What is asked:
**A)** Summarize the passage on oilseed rape and crop rotations in two sentences.
**B)** In the oilseed rape passage, how much does Neil Harper estimate the rape acreage in his area has fallen for the new season?
**C)** Copy everything from "In the North, however, ProCam" down to "no vast changes." in the oilseed rape passage.

--- START Reading passage ---

Kent-based Agrii agronomist Neil Harper estimates the rape acreage in his area is down by 20% for the new season. “There’s a move to spring crops to spread the cost of drilling, control black-grass and keep the cost of production down.”

 

One East Anglia-based agronomist who has also seen rape area decline said CSFB, pigeons, light leaf spot and black-grass were factors contributing to growers’ decision to have a break from the crop. “There is more of a drift towards spring barley on heavier land. It does an excellent job of cleaning up black-grass. It just needs Liberator, Crystal and a couple of bags of nitrogen so doesn’t need to yield as much as wheat.”

 

Sugar beet is also coming back a little on medium soils, he added. “But the honeymoon for spring beans is probably over. If you don’t get them in right on heavy land you have no crop. You can also end up with more black-grass after spring beans.”

 

In the North, however, ProCam agronomist Nigel Scott, who covers the North Yorkshire and Durham area said he has seen no significant changes in rotations. “Cabbage stem flea beetle is not the massive scourge it is further south. Rotations are similar – no vast changes.

 

“A lot of farms have established rape a lot earlier with all rape drilled now. This has been to get it to grow away from problems. It’s been a catchy time for harvest in the north and it is another job that can be ticked off. So far the biggest issue is slugs.”

 

A few growers are opting for linseed or peas as alternative break crops to oilseed rape, said Mr Harper. “But more are going for continuous cereal crops, or even fallow.”

--- END Reading passage ---
--- START Provided data ---

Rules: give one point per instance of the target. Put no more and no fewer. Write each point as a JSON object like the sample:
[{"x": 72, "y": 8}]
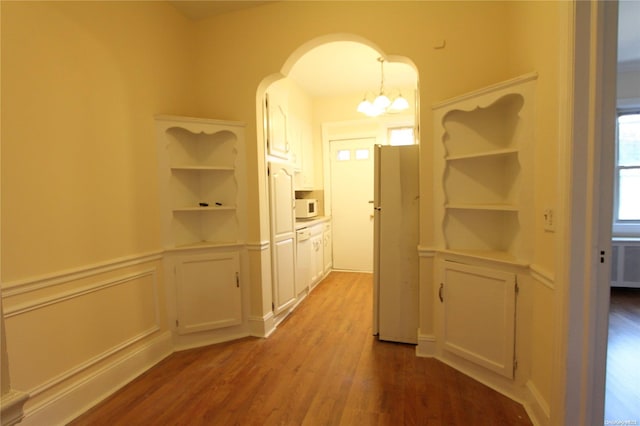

--- END Provided data ---

The responses:
**A)** Agronomists in Kent and East Anglia report a fall in oilseed rape area, with growers turning to spring crops such as spring barley, continuous cereals or even fallow because of costs, black-grass, cabbage stem flea beetle, pigeons and light leaf spot. In North Yorkshire and Durham, by contrast, rotations have not changed much, rape was drilled earlier, and slugs have been the biggest issue so far.

**B)** By 20%.

**C)**
In the North, however, ProCam agronomist Nigel Scott, who covers the North Yorkshire and Durham area said he has seen no significant changes in rotations. “Cabbage stem flea beetle is not the massive scourge it is further south. Rotations are similar – no vast changes.